## Aim of the exercise
Every line of the material must be copied exactly, from the first to the last.

——————

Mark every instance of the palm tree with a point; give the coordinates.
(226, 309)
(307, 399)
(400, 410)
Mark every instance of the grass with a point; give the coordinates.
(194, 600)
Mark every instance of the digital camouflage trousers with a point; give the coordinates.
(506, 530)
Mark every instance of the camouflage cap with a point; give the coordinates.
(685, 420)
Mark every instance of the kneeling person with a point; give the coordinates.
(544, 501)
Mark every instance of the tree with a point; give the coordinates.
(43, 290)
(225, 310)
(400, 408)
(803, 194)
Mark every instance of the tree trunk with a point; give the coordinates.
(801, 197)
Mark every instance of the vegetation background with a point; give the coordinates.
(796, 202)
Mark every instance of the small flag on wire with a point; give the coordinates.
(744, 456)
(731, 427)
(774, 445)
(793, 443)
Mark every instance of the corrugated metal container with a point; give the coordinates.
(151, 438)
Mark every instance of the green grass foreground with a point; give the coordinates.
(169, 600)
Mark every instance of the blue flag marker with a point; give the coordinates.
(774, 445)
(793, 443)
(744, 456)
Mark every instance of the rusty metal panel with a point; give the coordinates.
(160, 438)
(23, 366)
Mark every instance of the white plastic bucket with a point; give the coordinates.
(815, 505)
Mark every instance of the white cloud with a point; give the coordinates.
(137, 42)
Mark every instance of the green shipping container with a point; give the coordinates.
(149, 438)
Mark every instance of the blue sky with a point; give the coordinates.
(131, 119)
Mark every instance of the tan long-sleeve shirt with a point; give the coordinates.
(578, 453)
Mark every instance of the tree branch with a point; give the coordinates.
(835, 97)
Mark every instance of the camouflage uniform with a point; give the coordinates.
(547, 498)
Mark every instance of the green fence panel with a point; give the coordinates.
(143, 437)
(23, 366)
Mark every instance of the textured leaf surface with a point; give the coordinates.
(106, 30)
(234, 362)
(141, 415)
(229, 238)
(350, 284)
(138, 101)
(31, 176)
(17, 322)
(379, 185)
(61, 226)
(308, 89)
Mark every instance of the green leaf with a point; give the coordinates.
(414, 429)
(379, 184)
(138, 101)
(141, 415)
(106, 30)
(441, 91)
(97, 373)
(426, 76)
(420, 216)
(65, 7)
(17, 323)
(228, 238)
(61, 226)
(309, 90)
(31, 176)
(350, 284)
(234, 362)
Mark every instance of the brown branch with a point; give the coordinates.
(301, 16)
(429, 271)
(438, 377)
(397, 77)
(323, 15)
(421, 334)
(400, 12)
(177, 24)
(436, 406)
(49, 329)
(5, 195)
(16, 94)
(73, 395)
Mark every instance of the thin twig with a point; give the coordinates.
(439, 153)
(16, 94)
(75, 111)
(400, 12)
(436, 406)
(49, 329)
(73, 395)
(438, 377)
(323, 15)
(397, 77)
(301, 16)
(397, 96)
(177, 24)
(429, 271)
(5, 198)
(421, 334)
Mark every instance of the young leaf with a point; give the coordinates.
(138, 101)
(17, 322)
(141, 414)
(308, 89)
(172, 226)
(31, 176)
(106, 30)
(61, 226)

——————

## Result below
Mark every instance of the palm tree with a point; give the coordinates.
(226, 309)
(307, 399)
(400, 410)
Mark every instance of the grass with a point; give the coordinates.
(194, 600)
Mark every instance of the digital camouflage trousers with a point; give the coordinates.
(506, 530)
Mark every instance of the camouflage cap with a point; give the coordinates.
(685, 420)
Mark every instance of the kneeling person with a point; give the coordinates.
(544, 501)
Mark every instance of the tree with a point; give the coordinates.
(43, 290)
(225, 310)
(400, 408)
(803, 194)
Mark every instance of the tree trunk with a point; give the coordinates.
(801, 197)
Mark every instance of the vegetation background with a point; give the coordinates.
(796, 202)
Mark every instance of the small flag on wire with a point; give the coordinates.
(744, 456)
(731, 427)
(774, 445)
(793, 443)
Mark every instance of the corrugated metal container with a point; give the coordinates.
(151, 438)
Mark every instance of the green grass foreground with a point; give the coordinates.
(169, 600)
Mark every instance of the blue flag marker with a point; give the coordinates.
(774, 445)
(793, 443)
(744, 456)
Mark every instance of the rusty metal panel with a point; give the coordinates.
(160, 438)
(23, 366)
Mark every instance of the white plastic bucket with a point; give the coordinates.
(815, 505)
Mark every instance of the white cloud with a point; give the coordinates.
(137, 42)
Mark every instance of the green shipping container with a point; give the coordinates.
(149, 438)
Mark every instance of the blue sky with a point; give the coordinates.
(131, 119)
Mark every instance of the tan long-sleeve shirt with a point; give the coordinates.
(578, 453)
Mark every instance of the tree branch with a point; give the coordinates.
(835, 97)
Mark every instance of the camouflage uniform with a point; give the coordinates.
(547, 498)
Mark every instance of the green fence panel with a point; give the coordinates.
(143, 437)
(23, 366)
Mark every instance of the textured leaf surface with a point; give the coordinates.
(106, 30)
(234, 362)
(141, 415)
(229, 238)
(350, 284)
(138, 101)
(31, 176)
(17, 322)
(379, 185)
(61, 226)
(308, 89)
Mark every instance of the green leaf with a point; give the coordinates.
(414, 429)
(379, 184)
(138, 101)
(141, 415)
(106, 30)
(441, 91)
(97, 373)
(426, 76)
(420, 216)
(65, 7)
(17, 323)
(228, 238)
(61, 226)
(309, 90)
(31, 176)
(350, 284)
(234, 362)
Mark every instance of the brown branch with a point; give the coordinates.
(301, 16)
(429, 271)
(438, 377)
(397, 77)
(323, 15)
(421, 334)
(400, 12)
(177, 24)
(436, 406)
(49, 329)
(5, 195)
(16, 94)
(73, 395)
Mark every instance of the thin twig with a point; give the coordinates.
(439, 153)
(16, 94)
(75, 111)
(400, 12)
(436, 406)
(49, 329)
(73, 395)
(438, 377)
(323, 15)
(397, 77)
(301, 16)
(397, 96)
(177, 24)
(429, 271)
(5, 198)
(421, 334)
Mark every instance of the young leaf with a point; give the coordinates.
(138, 101)
(17, 322)
(141, 414)
(308, 89)
(172, 226)
(31, 176)
(106, 30)
(61, 226)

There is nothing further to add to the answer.